### Tekst do ćwiczenia
-- -- --

Kurzajki to popularna nazwa wirusowej brodawki – z łaciny verruca. Za ich powstawanie odpowiedzialny jest wirus HPV, czyli Human Papilloma Virus. Pojawiają się one w różnych miejscach, czasem bardzo niespodziewanie i, co ciekawe, równie nieoczekiwanie mogą zniknąć. Kurzajki oprócz tego, że bardzo szpecą to na dodatek bywają bardzo bolesne, zwłaszcza w miejscach narażonych na ich ciągłe drażnienie – ocieranie czy uciskanie. Ponadto są one trudne do zwalczenia.
Czym jest kurzajka?
Kurzajka to najczęściej niebolesna, grudkowata, szorstka narośl o kolorze szarobrunatnym, zmiana skórna, która występuje przede wszystkim na dłoniach i stopach, choć niektóre ich rodzaje mogą pojawiać się w różnych miejscach na powierzchni całego ciała.
Przyczyny powstawania kurzajek
Powodów powstawania kurzajek może tak naprawdę być kilka. Głównym ich sprawcą jest wspomniany już wcześniej wirus brodawczaka ludzkiego (HPV). Przyczynić się jednak do ich pojawiania mogą: obniżona odporność organizmu, przemęczenie, przepracowanie, długotrwały stres, a nawet nieprawidłowa dieta. Brodawką można się także zarazić – zarówno od członka rodziny (np. używając tego samego ręcznika do rąk), jak i kogoś obcego – podając mu rękę przy powitaniu, odwiedzając basen, prysznic, saunę, czy przebywając w przebieralni, nosząc obuwie osoby zarażonej. Niemałe znaczenie ma także nasza obniżona odporność organizmu.

-- -- --

### Dostarczony materiał

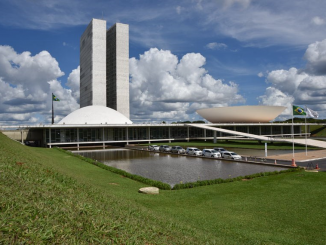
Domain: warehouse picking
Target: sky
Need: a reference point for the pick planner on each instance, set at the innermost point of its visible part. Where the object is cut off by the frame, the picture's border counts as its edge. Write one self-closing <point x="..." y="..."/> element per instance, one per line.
<point x="184" y="55"/>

-- -- --

### Zadanie do wykonania
Poprowadź dalej tekst o kurzajkach, zaczynając zaraz po jego ostatnim zdaniu.

### Twoja odpowiedź
Rodzaje kurzajek
Problem kurzajek dotyka blisko około 7%-10% populacji. Wirus ma wiele objawów, dlatego każdy sprawia, że na naszym ciele pojawia się inny rodzaj brodawki. Ustalono, że istnieje aż 77 odmian tego wirusa. Wyróżnić możemy kurzajki zwykłe, występujące najczęściej i będące najpowszechniejszymi, pojawiające się najczęściej na dłoniach. Rzadko kiedy przekraczają one 1cm średnicy. Mają formę grudek i są zwykle w kolorze skóry. Wyróżniamy też kurzajki płaskie, które od zwykłych różnią się nie tylko płaską postacią, lecz także ciemniejszym kolorem. Najczęściej pojawiają się na dłoniach i twarzy osób młodych. Rozróżniamy też kurzajki przejściowe, stanowiące pośrednią formę między tymi zwykłymi a płaskimi. Mają większe rozmiary niż kurzajki zwykłe i mogą występować w skupiskach oraz przyjmować formy głębokie. Nieleczone kurzajki stóp mogą nie tylko być bolesne, lecz także nawet utrudniać chodzenie. Ponadto wyróżniamy brodawki płciowe, zwane kłykcinami kończystymi – przenoszone drogą płciową.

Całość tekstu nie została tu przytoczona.